● Extract
● ● ● ● ● ● ●

Understanding the Output BISCUIT BAM

BISCUIT follows the SAM/BAM specification for the SAM/BAM output from biscuit align. Definitions for optional tags can be found below, along with how BISCUIT defines the TLEN column (which differs from how BWA defines it).

Useful Tags to Know

  • NM Number of non-cytosine-conversion mismatches. Note, this does not match exactly with the hts-spec for the NM tag. To recreate the exact NM tag as defined by the spec, add the values in the NM and ZC tags.
  • MD Location of mismatches, following samtools conventions.
  • ZC Number of cytosine conversions.
  • ZR Number of cytosine retentions.
  • AS Best alignment score.
  • XS Suboptimal alignment score. This is usually equal to or less than AS. In rare cases, pairing could cause XS to be greater than AS.
  • RG Read group.
  • SA Other parts of a chimeric primary mapping.
  • PA Ratio of best score to alternate score (AS/XS). The higher the ratio, the more accurate the position.
  • XL Read length excluding adapter.
  • XA Location of suboptimal alignments.

● ● ● ● ● ● ●

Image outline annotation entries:
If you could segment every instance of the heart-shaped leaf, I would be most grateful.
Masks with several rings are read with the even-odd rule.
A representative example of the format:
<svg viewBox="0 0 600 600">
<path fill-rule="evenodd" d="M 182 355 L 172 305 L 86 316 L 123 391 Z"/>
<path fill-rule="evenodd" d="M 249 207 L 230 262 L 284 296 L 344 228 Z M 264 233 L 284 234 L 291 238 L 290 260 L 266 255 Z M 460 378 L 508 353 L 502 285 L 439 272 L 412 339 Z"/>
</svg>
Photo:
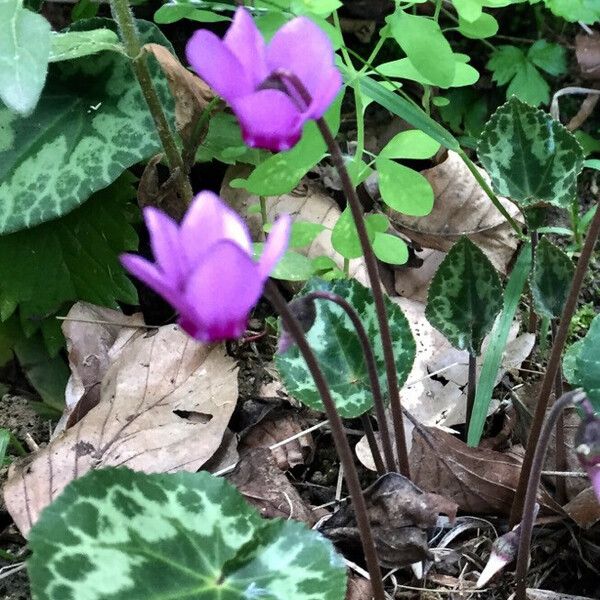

● ● ● ● ● ● ●

● Given task
Answer these questions from the BISCUIT BAM output page:
(a) Which tag records the number of cytosine retentions?
(b) The values in which two tags are added to recreate the NM tag as the spec defines it?
(c) What can, in rare cases, cause XS to be greater than AS?

● The reply
(a) ZR
(b) NM and ZC
(c) Pairing